Detenuto introduce un cellulare in carcere, centinaia di chiamate rompono l’isolamento con l’esterno: 15 indagati
Si è chiusa l’indagine della Polizia penitenziaria che qualche mese fa ha sequestrato un micro cellulare portato illegalmente da un detenuto e fatto utilizzare anche da altri ospiti della casa circondariale di Campobasso: ora sono tutti indagati.
Sono tutti detenuti o ex detenuti i 15 indagati accusati di aver utilizzato un piccolo cellulare all’interno della casa circondariale di Campobasso. Centinaia di chiamate che hanno rotto – senza alcuna autorizzazione – il regime di isolamento col mondo esterno.
Sono partite dal carcere di via Cavour con un apparecchio introdotto illegalmente all’inizio del 2025 da un ospite diventato una figura chiave dell’indagine della Procura affidata agli agenti della Polizia penitenziaria che alcuni mesi fa avevano sequestrato il telefonino.
I tabulati delle telefonate e, non è escluso, le registrazioni (nel caso in cui qualcuno dei numeri chiamati fosse sotto controllo), sono parte del corposo fascicolo che gli avvocati stanno ritirando nel Palazzo di Giustizia di viale Elena in questi giorni dopo che agli indagati – gran parte dei quali attualmente reclusi – è stato notificato l’avviso di conclusione delle indagini a loro carico.
L’ipotesi di reato è contenuto nell’articolo 391 ter (comma terzo) del Codice penale: accesso indebito a dispositivi idonei alla comunicazione da parte di soggetti detenuti.
Giuseppe Fazio, uno dei legali della difesa, spiega in cosa consiste questa accusa: “E’ prevista una pena da uno a quattro anni per chiunque indebitamente procuri a un detenuto un apparecchio telefonico (o altro dispositivo idoneo ad effettuare comunicazioni), glielo faccia utilizzare o lo introduca in un istituto penitenziario. Se il reato – ma non è questo il caso – fosse commesso da un pubblico ufficiale o da un avvocato, la pena sarebbe ancora più elevata (da due a cinque anni)”.

Materiale>
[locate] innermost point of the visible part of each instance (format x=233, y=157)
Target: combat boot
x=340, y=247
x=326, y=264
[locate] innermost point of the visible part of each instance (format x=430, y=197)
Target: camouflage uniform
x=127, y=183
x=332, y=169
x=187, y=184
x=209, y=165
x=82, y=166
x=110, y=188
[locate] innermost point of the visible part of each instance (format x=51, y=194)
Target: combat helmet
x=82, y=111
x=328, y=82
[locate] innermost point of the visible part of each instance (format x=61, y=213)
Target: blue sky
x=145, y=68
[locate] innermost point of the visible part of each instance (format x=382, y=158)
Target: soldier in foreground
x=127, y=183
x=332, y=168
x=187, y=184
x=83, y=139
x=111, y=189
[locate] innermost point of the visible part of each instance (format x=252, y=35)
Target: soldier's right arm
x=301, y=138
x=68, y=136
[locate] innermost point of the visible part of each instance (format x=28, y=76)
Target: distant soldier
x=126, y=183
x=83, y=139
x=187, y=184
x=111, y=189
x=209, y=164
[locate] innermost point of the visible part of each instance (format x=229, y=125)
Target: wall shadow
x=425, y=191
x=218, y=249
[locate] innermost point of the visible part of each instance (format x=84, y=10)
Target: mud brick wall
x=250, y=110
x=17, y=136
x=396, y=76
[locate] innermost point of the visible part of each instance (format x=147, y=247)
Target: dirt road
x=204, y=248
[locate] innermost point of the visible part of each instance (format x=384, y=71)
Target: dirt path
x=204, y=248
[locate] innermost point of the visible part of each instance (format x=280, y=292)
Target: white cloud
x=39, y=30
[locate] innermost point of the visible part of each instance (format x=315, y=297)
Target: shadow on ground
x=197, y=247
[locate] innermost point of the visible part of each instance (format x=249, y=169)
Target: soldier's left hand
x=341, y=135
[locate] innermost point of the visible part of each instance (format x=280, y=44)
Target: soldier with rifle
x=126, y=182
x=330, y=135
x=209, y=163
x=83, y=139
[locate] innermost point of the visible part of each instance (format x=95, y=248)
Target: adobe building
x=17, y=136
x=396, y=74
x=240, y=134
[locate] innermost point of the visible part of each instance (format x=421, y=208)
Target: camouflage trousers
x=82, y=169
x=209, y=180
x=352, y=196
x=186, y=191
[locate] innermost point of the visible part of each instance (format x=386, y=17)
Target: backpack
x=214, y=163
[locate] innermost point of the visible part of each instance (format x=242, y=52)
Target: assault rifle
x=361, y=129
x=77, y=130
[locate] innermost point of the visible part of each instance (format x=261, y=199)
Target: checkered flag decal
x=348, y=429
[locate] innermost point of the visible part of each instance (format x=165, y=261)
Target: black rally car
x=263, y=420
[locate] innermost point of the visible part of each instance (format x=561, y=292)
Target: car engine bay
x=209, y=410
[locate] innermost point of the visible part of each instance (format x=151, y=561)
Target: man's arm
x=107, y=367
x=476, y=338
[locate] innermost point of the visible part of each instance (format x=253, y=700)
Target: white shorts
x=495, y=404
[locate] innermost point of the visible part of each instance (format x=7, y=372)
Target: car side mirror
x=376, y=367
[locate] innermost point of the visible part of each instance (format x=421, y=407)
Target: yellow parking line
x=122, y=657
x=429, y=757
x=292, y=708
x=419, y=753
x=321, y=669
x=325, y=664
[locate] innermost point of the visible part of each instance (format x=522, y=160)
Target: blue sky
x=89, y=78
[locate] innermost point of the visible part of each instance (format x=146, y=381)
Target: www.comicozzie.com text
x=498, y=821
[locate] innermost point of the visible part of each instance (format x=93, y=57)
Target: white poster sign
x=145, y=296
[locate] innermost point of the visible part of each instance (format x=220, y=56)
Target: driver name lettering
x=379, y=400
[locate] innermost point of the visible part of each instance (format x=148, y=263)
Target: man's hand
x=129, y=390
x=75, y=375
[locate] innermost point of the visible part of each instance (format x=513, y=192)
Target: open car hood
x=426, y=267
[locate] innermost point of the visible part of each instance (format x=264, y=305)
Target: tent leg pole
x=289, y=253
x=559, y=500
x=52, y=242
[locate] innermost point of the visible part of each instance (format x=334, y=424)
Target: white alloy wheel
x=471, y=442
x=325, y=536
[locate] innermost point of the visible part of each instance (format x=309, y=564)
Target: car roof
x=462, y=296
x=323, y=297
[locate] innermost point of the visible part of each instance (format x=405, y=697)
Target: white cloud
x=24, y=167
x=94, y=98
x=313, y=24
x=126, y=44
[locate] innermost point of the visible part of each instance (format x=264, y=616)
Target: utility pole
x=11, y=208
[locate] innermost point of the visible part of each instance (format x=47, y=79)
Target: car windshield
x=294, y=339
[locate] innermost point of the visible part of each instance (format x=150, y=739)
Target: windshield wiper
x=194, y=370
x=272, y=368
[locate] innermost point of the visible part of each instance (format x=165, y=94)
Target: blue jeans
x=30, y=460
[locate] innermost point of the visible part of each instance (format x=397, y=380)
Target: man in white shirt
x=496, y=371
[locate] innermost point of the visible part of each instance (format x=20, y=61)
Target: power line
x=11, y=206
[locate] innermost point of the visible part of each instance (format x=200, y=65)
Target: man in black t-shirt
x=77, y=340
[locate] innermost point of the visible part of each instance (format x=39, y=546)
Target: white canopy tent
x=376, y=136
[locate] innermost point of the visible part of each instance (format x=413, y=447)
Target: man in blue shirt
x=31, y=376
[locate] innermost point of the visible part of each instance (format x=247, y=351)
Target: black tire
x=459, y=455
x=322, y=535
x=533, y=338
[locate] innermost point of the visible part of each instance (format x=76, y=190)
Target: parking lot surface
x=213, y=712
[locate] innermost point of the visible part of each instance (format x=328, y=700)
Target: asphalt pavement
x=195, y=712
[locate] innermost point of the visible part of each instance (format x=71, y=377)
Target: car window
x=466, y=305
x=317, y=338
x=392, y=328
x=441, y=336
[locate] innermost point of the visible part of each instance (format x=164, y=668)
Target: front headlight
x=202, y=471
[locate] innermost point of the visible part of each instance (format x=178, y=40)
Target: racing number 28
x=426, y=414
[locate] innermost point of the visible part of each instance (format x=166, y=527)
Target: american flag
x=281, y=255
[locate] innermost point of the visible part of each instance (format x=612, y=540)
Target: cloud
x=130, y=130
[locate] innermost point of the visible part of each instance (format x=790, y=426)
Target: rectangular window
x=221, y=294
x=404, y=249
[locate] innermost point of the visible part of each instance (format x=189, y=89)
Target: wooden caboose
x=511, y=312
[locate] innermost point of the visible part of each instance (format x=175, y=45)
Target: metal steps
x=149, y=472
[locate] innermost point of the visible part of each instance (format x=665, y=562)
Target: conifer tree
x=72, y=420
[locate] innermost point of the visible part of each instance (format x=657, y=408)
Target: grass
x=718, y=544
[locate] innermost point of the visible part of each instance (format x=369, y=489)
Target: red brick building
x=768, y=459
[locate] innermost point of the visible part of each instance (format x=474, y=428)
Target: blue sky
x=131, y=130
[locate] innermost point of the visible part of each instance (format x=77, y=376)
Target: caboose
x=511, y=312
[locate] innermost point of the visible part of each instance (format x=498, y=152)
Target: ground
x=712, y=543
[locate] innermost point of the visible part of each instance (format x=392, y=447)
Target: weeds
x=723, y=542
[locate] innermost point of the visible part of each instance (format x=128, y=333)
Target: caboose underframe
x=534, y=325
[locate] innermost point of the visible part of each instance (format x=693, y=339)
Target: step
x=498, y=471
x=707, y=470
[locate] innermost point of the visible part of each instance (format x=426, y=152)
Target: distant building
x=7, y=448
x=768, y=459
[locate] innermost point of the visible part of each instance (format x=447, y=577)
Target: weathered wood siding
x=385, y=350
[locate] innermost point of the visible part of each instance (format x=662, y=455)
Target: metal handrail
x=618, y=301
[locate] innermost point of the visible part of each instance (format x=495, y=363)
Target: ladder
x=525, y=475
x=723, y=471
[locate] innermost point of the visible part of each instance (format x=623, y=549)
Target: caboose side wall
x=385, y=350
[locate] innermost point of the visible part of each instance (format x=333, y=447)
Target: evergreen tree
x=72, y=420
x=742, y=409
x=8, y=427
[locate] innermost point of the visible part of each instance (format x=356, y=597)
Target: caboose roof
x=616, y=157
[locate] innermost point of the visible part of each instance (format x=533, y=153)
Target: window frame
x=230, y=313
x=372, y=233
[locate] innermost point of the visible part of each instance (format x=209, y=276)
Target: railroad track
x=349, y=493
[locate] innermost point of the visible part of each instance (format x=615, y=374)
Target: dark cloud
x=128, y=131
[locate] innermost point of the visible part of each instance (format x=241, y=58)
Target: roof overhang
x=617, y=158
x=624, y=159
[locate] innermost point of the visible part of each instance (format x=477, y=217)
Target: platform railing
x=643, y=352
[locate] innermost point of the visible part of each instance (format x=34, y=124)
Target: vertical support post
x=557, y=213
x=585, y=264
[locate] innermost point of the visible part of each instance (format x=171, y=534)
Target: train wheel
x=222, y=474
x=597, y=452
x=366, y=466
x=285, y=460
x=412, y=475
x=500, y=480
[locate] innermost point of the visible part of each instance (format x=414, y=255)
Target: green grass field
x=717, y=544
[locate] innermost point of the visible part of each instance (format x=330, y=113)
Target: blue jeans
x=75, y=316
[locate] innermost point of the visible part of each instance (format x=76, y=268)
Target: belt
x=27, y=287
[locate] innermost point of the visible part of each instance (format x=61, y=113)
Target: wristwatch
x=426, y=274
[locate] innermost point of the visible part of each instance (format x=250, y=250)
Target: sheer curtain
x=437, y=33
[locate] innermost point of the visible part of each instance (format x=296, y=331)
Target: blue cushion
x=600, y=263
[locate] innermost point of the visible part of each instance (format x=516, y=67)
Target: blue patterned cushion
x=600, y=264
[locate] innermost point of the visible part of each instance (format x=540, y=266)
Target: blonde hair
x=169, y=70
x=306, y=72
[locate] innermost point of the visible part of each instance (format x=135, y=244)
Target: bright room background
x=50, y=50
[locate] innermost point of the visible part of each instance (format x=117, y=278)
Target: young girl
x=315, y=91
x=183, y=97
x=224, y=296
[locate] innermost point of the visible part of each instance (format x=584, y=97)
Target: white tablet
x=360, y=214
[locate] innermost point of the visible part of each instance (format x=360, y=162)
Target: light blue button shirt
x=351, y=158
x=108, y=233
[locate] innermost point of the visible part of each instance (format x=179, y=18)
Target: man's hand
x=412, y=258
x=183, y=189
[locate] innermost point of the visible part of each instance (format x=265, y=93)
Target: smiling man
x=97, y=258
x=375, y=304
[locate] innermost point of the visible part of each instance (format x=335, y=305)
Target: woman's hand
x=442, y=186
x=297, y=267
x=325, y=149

Cosa fare>
(1) Ricopia la parte dell'articolo sul cellulare in carcere compresa tra "Sono partite dal" e "di soggetti detenuti.", estremi inclusi.
(2) Riprendi l'articolo sul cellulare in carcere e scrivine il seguito dall'ultima frase presente.

Le risposte>
(1)
Sono partite dal carcere di via Cavour con un apparecchio introdotto illegalmente all’inizio del 2025 da un ospite diventato una figura chiave dell’indagine della Procura affidata agli agenti della Polizia penitenziaria che alcuni mesi fa avevano sequestrato il telefonino.
I tabulati delle telefonate e, non è escluso, le registrazioni (nel caso in cui qualcuno dei numeri chiamati fosse sotto controllo), sono parte del corposo fascicolo che gli avvocati stanno ritirando nel Palazzo di Giustizia di viale Elena in questi giorni dopo che agli indagati – gran parte dei quali attualmente reclusi – è stato notificato l’avviso di conclusione delle indagini a loro carico.
L’ipotesi di reato è contenuto nell’articolo 391 ter (comma terzo) del Codice penale: accesso indebito a dispositivi idonei alla comunicazione da parte di soggetti detenuti.

(2)
L’indagine, che al momento orbita attorno a questa ipotesi di reato, potrebbe avere risvolti inattesi: è ipotizzabile che quelle chiamate non siano state fatte per mantenere contatti col familiari, figli o col proprio avvocato, quanto piuttosto per continuare a gestire e ad avere ruolo e capacità decisionale in attività illegali.
Abbiamo chiesto alla direttrice del carcere Rosa La Ginestra in che modo si possono mantenere i rapporti con l’esterno e la stessa ci ha spiegato che “in linea di massima ai detenuti sono concesse un paio di telefonate a settimana da fare entro le ore 19. Il numero di telefonate può variare in casi particolari come la presenza di figli minori o la malattia di un familiare, per esempio. E’ possibile contattare, su rete fissa o mobile, solamente quei numeri di cui abbiamo accertato corrispondenza e identità del possessore”.
Non è da escludere, e, anzi, spesso accade, che il micro cellulare sia stato utilizzato per chiamare anche quei numeri ‘autorizzati’ in orari e frequenza differenti da quelli previsti dal regolamento.